Each line below should be quoted exactly, please.

RECORD LIST:

-*-*-

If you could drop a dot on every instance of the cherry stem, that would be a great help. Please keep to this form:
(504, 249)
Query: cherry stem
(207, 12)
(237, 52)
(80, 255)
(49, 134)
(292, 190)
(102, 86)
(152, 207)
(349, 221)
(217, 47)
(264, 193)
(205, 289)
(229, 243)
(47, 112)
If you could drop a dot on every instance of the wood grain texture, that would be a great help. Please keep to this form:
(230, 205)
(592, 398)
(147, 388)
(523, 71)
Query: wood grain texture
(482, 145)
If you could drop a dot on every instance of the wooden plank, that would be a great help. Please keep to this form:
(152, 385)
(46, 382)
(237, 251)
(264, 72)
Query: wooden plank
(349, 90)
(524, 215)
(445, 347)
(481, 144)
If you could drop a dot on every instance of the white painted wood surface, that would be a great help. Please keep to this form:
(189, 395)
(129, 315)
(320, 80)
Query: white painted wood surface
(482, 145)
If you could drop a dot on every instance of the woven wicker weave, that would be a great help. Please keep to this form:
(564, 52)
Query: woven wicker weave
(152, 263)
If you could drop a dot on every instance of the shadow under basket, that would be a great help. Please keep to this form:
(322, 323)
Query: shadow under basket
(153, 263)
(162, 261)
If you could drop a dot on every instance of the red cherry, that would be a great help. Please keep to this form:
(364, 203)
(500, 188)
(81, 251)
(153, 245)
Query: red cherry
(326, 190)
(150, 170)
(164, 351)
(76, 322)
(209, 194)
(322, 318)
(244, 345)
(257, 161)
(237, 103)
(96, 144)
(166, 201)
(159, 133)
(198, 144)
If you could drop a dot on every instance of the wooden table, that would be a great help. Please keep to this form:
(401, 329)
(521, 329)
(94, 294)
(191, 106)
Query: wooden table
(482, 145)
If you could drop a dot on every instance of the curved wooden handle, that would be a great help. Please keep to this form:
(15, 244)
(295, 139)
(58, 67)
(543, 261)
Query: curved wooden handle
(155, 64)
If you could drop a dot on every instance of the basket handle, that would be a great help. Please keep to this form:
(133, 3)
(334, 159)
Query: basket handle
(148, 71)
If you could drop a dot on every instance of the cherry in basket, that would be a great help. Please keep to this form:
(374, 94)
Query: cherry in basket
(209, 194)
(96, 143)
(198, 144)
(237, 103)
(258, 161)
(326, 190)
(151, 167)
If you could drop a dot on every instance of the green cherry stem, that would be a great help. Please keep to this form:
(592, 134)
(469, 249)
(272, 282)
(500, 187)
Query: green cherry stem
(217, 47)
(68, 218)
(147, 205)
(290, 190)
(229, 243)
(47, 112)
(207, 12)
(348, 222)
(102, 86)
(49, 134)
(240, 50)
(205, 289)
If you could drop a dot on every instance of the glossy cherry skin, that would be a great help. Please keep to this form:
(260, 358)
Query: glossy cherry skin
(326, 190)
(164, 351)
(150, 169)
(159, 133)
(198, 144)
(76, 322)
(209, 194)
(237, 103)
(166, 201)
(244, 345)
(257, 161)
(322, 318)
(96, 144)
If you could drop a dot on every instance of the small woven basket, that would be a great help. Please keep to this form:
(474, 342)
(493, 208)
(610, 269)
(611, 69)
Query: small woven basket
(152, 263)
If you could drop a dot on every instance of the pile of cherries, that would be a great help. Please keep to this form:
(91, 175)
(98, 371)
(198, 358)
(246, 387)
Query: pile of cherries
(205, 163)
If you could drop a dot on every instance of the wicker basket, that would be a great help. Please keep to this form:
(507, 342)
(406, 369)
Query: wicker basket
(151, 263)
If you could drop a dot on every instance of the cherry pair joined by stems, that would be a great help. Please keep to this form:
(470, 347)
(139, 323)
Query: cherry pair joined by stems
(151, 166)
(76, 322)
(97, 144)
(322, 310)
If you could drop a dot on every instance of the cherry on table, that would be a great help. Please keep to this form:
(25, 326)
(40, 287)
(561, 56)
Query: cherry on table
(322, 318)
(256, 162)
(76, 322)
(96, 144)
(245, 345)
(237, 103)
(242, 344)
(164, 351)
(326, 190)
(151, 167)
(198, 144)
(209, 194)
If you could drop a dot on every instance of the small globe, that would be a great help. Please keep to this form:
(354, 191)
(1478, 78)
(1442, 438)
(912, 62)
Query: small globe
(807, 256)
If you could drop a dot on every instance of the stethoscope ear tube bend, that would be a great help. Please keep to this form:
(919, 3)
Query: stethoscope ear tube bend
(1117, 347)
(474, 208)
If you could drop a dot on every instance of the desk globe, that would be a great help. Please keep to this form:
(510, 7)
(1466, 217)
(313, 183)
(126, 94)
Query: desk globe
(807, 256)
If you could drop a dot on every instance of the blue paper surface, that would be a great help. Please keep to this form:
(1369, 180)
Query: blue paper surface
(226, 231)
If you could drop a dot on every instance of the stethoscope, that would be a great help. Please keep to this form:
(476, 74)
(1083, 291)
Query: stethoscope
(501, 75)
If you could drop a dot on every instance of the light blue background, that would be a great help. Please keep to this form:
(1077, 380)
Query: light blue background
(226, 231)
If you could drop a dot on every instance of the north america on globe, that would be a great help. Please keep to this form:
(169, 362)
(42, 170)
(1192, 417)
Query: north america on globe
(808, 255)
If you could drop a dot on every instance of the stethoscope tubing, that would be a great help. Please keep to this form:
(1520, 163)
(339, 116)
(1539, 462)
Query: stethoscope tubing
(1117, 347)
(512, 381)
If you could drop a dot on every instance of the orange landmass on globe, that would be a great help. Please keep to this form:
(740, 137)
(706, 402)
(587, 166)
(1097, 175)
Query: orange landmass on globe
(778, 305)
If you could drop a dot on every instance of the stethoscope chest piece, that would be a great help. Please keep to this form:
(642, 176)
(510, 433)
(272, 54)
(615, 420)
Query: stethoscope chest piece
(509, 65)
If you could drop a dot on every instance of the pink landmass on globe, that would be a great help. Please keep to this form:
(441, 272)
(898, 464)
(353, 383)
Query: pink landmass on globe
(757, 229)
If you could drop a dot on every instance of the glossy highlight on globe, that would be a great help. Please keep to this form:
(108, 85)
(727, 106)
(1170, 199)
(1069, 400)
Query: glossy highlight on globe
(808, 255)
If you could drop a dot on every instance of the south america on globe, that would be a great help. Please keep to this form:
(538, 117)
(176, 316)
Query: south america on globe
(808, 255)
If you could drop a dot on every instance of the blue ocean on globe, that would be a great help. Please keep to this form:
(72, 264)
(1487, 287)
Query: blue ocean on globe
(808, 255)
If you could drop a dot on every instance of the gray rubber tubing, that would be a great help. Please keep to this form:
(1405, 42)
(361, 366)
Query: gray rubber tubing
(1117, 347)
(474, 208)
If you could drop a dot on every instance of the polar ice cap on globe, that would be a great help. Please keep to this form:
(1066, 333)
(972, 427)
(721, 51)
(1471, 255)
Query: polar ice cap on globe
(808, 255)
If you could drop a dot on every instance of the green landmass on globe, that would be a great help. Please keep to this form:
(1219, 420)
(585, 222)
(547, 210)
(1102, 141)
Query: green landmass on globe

-*-*-

COMPLETED EXERCISE:
If you could drop a dot on every instance of the cherry stem, that would be a great help. Please keep to this form:
(504, 249)
Query: cherry stem
(207, 12)
(237, 52)
(80, 255)
(49, 134)
(292, 190)
(102, 86)
(152, 207)
(349, 221)
(217, 47)
(264, 193)
(205, 289)
(229, 243)
(47, 112)
If you could drop a dot on every instance of the wood grain texture, that would be a great help. Please keep to this form:
(230, 205)
(592, 398)
(147, 388)
(523, 71)
Query: wood grain texture
(482, 145)
If you could drop a dot on every instance of the wooden plank, that would be a great help. Please keep to this form:
(152, 385)
(46, 382)
(237, 251)
(264, 72)
Query: wooden plank
(349, 90)
(524, 215)
(445, 347)
(481, 144)
If you could drop a dot on every instance of the white painted wood surface, that would be a great help. Please keep to this form:
(189, 395)
(129, 315)
(320, 80)
Query: white painted wood surface
(482, 145)
If you could drop a dot on every instance of the woven wicker weave, that would be a great help. Please keep to this form:
(564, 52)
Query: woven wicker weave
(152, 263)
If you could drop a dot on every instance of the shadow under basket, that would be a great help. Please keep to this form:
(322, 323)
Query: shadow under basket
(153, 263)
(162, 261)
If you could drop a dot on every instance of the red cherry, that would be a great help. Please keep to this form:
(364, 203)
(500, 188)
(81, 251)
(153, 245)
Query: red cherry
(326, 190)
(150, 170)
(164, 351)
(76, 322)
(209, 194)
(322, 318)
(244, 345)
(257, 161)
(237, 103)
(96, 144)
(166, 201)
(159, 133)
(198, 144)
If you could drop a dot on every instance of the wooden table, that would be a great help. Please keep to this form:
(401, 329)
(521, 329)
(94, 294)
(191, 106)
Query: wooden table
(482, 145)
If you could drop a dot on every instance of the curved wooden handle, that would be a great help. Please keep to this form:
(15, 244)
(295, 139)
(58, 67)
(543, 261)
Query: curved wooden handle
(155, 64)
If you could drop a dot on every instance of the basket handle, that would be a great help. Please keep to this form:
(133, 3)
(334, 159)
Query: basket handle
(148, 71)
If you could drop a dot on every instance of the cherry in basket, that would be a great help. Please keep to this form:
(374, 94)
Query: cherry in basket
(209, 194)
(96, 143)
(198, 144)
(237, 103)
(258, 161)
(326, 190)
(151, 167)
If you could drop a dot on every instance of the green cherry stem, that would be a great help. Please keep to this form:
(592, 134)
(469, 249)
(272, 282)
(500, 187)
Query: green cherry stem
(217, 47)
(68, 218)
(147, 205)
(290, 190)
(229, 243)
(47, 112)
(207, 12)
(348, 222)
(102, 86)
(49, 134)
(240, 50)
(205, 289)
If you could drop a dot on every instance of the glossy cherry skin, that would be a great help. Please keep to this form:
(260, 358)
Query: glossy cherry skin
(326, 190)
(164, 351)
(150, 169)
(159, 133)
(198, 144)
(76, 322)
(209, 194)
(237, 103)
(166, 201)
(244, 345)
(257, 161)
(322, 318)
(96, 144)
If you could drop a dot on every instance of the small woven basket, that would be a great help. Please keep to this form:
(474, 342)
(493, 208)
(610, 269)
(611, 69)
Query: small woven basket
(152, 263)
If you could drop a dot on every instance of the pile of cherries, that would be a great help. Please keep to this form:
(91, 175)
(98, 371)
(198, 358)
(246, 387)
Query: pile of cherries
(205, 163)
If you could drop a dot on every instance of the wicker basket, that would be a great help. Please keep to this form:
(507, 342)
(406, 369)
Query: wicker basket
(151, 263)
If you could drop a dot on every instance of the cherry pair joined by stems, that would be a great help. Please keep to this form:
(470, 347)
(139, 323)
Query: cherry pair joined by stems
(151, 166)
(76, 322)
(97, 144)
(322, 310)
If you could drop a dot on every instance of the cherry on table, that would be a great help. Please keep to this form:
(25, 326)
(40, 287)
(561, 56)
Query: cherry on table
(322, 318)
(256, 162)
(76, 322)
(96, 144)
(245, 345)
(237, 103)
(242, 344)
(164, 351)
(326, 190)
(151, 167)
(198, 144)
(209, 194)
If you could drop a dot on every instance of the small globe, that would be a great help. Please keep to this form:
(354, 191)
(1478, 78)
(1442, 438)
(912, 62)
Query: small globe
(807, 256)
If you could drop a dot on every instance of the stethoscope ear tube bend, that would be a great help. Please keep to this form:
(919, 3)
Query: stethoscope ear tube bend
(1117, 347)
(474, 208)
If you could drop a dot on every instance of the desk globe, that would be a great help. Please keep to this form:
(510, 7)
(1466, 217)
(313, 183)
(126, 94)
Query: desk globe
(807, 256)
If you could drop a dot on every instance of the blue paper surface, that would be a great help. Please keep to this form:
(1369, 180)
Query: blue paper surface
(226, 231)
If you could drop a dot on every instance of the stethoscope, that would be a great help. Please keep to this form:
(476, 74)
(1083, 291)
Query: stethoscope
(501, 75)
If you could drop a dot on every instance of the light blue background, that would be a great help. Please keep to this form:
(1077, 380)
Query: light blue background
(226, 231)
If you could drop a dot on every instance of the north america on globe, that would be a great help. Please keep to this form:
(169, 362)
(42, 170)
(1192, 417)
Query: north america on globe
(808, 255)
If you could drop a dot on every instance of the stethoscope tubing, that would be a great help. Please keep to this form:
(1520, 163)
(339, 116)
(1539, 462)
Query: stethoscope tubing
(1117, 347)
(512, 381)
If you could drop a dot on every instance of the orange landmass on globe, that would be a great help. Please keep to this form:
(740, 137)
(706, 402)
(587, 166)
(1097, 175)
Query: orange landmass on globe
(778, 305)
If you could drop a dot on every instance of the stethoscope chest piece, that would be a great help. Please keep to this form:
(642, 176)
(510, 433)
(272, 54)
(615, 420)
Query: stethoscope chest piece
(509, 65)
If you could drop a dot on every instance of the pink landmass on globe, that would be a great help. Please keep to this form:
(441, 272)
(898, 464)
(353, 383)
Query: pink landmass on globe
(757, 229)
If you could drop a dot on every instance of the glossy highlight on globe, that would be a great help. Please keep to this form:
(108, 85)
(727, 106)
(1170, 199)
(1069, 400)
Query: glossy highlight on globe
(808, 255)
If you could drop a dot on every instance of the south america on globe, that would be a great help. Please keep to this form:
(538, 117)
(176, 316)
Query: south america on globe
(808, 255)
If you could drop a dot on every instance of the blue ocean on globe, that would be a great help. Please keep to this form:
(72, 264)
(1487, 287)
Query: blue ocean on globe
(808, 255)
If you could drop a dot on every instance of the gray rubber tubing, that would be a great help. Please keep to this form:
(1405, 42)
(361, 366)
Query: gray rubber tubing
(1117, 347)
(474, 208)
If you could drop a dot on every instance of the polar ice cap on globe, that would be a great help. Please keep to this form:
(1066, 333)
(972, 427)
(721, 51)
(1471, 255)
Query: polar ice cap on globe
(808, 255)
If you could drop a dot on every instance of the green landmass on globe, that would be a great help. Please keep to this form:
(1219, 420)
(585, 222)
(547, 210)
(1102, 141)
Query: green landmass on globe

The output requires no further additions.